Give every line of the material again, exactly as written.

Excerpted data
▬▬▬▬▬▬
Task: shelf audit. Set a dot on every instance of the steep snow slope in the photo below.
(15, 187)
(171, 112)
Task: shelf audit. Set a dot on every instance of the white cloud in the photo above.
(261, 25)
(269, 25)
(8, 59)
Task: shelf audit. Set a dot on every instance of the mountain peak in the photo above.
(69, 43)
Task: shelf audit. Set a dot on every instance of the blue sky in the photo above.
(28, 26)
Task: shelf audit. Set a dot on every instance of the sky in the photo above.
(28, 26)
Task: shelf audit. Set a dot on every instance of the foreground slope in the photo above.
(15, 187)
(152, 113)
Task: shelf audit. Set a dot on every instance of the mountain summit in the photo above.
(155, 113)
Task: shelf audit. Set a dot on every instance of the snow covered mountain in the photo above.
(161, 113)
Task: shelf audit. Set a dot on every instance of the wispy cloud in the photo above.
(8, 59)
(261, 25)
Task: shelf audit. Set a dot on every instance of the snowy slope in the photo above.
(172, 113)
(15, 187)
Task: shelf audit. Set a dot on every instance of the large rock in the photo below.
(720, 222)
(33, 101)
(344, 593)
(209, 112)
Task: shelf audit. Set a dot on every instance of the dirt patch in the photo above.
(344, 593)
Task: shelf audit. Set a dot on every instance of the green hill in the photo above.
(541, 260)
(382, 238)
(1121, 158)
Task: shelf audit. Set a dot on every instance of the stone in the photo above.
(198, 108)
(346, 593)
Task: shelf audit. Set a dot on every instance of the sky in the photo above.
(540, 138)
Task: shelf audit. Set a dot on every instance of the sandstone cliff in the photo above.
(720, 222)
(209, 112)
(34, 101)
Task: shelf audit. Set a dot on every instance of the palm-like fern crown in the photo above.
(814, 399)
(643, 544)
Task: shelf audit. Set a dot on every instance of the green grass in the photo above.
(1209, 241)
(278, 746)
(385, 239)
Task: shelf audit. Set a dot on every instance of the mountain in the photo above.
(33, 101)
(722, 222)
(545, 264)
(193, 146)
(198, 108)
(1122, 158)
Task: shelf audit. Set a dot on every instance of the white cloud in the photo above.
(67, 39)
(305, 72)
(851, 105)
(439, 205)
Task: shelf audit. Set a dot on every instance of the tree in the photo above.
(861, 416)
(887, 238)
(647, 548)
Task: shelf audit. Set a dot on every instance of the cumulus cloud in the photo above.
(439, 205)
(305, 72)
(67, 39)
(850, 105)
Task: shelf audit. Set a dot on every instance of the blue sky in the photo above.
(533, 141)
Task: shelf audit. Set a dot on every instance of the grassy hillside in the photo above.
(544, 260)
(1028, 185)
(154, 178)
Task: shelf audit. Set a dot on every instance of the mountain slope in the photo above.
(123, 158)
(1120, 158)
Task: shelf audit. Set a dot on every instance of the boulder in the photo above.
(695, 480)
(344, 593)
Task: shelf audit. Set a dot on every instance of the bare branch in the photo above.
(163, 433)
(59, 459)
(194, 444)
▬▬▬▬▬▬
Output for this task
Task: shelf audit. Set a dot on every instance of the steep snow slope in the photo below.
(15, 187)
(171, 112)
Task: shelf audit. Set a dot on every instance of the white cloud in the photo above.
(261, 25)
(269, 25)
(8, 59)
Task: shelf audit. Set a dot on every instance of the mountain peak in the photo above.
(69, 43)
Task: shelf audit. Set a dot on every instance of the blue sky in the photo above.
(28, 26)
Task: shelf audit. Set a dot on every instance of the sky in the photo above.
(28, 26)
Task: shelf audit. Set a dot on every instance of the foreground slope in the photo above.
(15, 187)
(152, 113)
Task: shelf audit. Set a dot on every instance of the mountain summit in the photo above.
(155, 113)
Task: shelf audit. Set a dot on every instance of the snow covered mountain in the photo above.
(161, 113)
Task: shelf audit. Set a dot on every instance of the wispy cloud in the photo above.
(8, 59)
(261, 25)
Task: shelf audit. Set a dot on every instance of the snowy slope in the photo above.
(172, 113)
(15, 187)
Task: shelf audit. Set a dot on every instance of the large rock in the photo below.
(720, 222)
(33, 101)
(344, 593)
(209, 112)
Task: shelf audit. Set a dot on every instance of the dirt patch in the photo above.
(344, 593)
Task: shelf audit. Set a dot on every instance of the green hill in the photo above.
(541, 260)
(382, 238)
(1121, 158)
Task: shelf audit. Set a dot on every instance of the stone in the photo above.
(198, 108)
(346, 593)
Task: shelf audit. Set a dot on every instance of the sky in the photo above.
(540, 138)
Task: shelf audit. Set a dot on every instance of the sandstone cliff in the photo above.
(720, 222)
(209, 112)
(34, 101)
Task: shelf audit. Set a dot on every instance of the palm-like fern crown in the photo above.
(814, 399)
(643, 544)
Task: shelf audit. Set a dot on every instance of the green grass in the photo above.
(1209, 241)
(278, 746)
(385, 239)
Task: shelf audit. Set a dot on every instance of the mountain in the photo above.
(33, 101)
(722, 222)
(545, 264)
(193, 146)
(198, 108)
(1122, 158)
Task: shelf audit. Set a dot on every instance of the white cloud in the photo above.
(67, 39)
(305, 72)
(851, 105)
(439, 205)
Task: shelf audit. Set a dot on every instance of the tree in the photo above.
(861, 416)
(887, 238)
(647, 548)
Task: shelf audit. Set a dot on every instance of the cumulus cloud in the photo above.
(439, 205)
(305, 72)
(67, 39)
(850, 105)
Task: shelf audit. Set a dot on every instance of the blue sky in the photo above.
(533, 141)
Task: shelf audit. Set a dot on every instance of the grassy hillside in the photo above.
(544, 260)
(1028, 185)
(154, 178)
Task: shelf audit. Set a dot on every instance of the mountain slope in the photo above.
(123, 158)
(1120, 158)
Task: shelf audit. Set a dot on every instance of the boulder in the photo above.
(695, 480)
(344, 593)
Task: shelf audit. Set a dot on every instance of the bare branch in the photo above.
(163, 433)
(59, 459)
(194, 444)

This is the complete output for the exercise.